[Image location labeling entries]
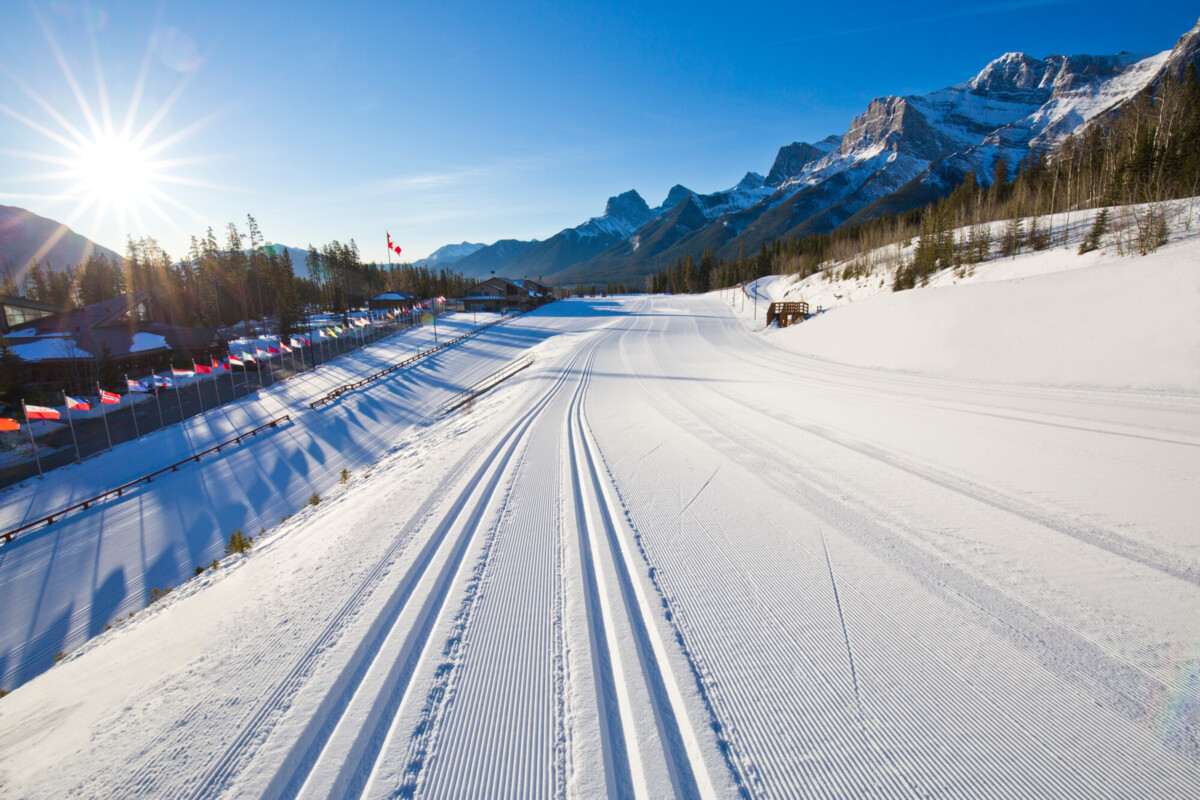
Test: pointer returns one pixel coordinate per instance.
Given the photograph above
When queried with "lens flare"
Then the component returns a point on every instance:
(114, 170)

**WHAT YOU HAVE TO DO**.
Arrange the listing above as a two-column CSV headed "text" and "answer". Give one row per listed item, with its text and its answer each in a single quoted field and line breaks replaced by spaces, and leave out the pictures.

**EXERCISE RESULT**.
text,answer
"Test: pointer returns one pixel coordinate per instance. Given the photograph above When queried with ""lens flare"" Then the component returns a point on every instance:","(114, 170)"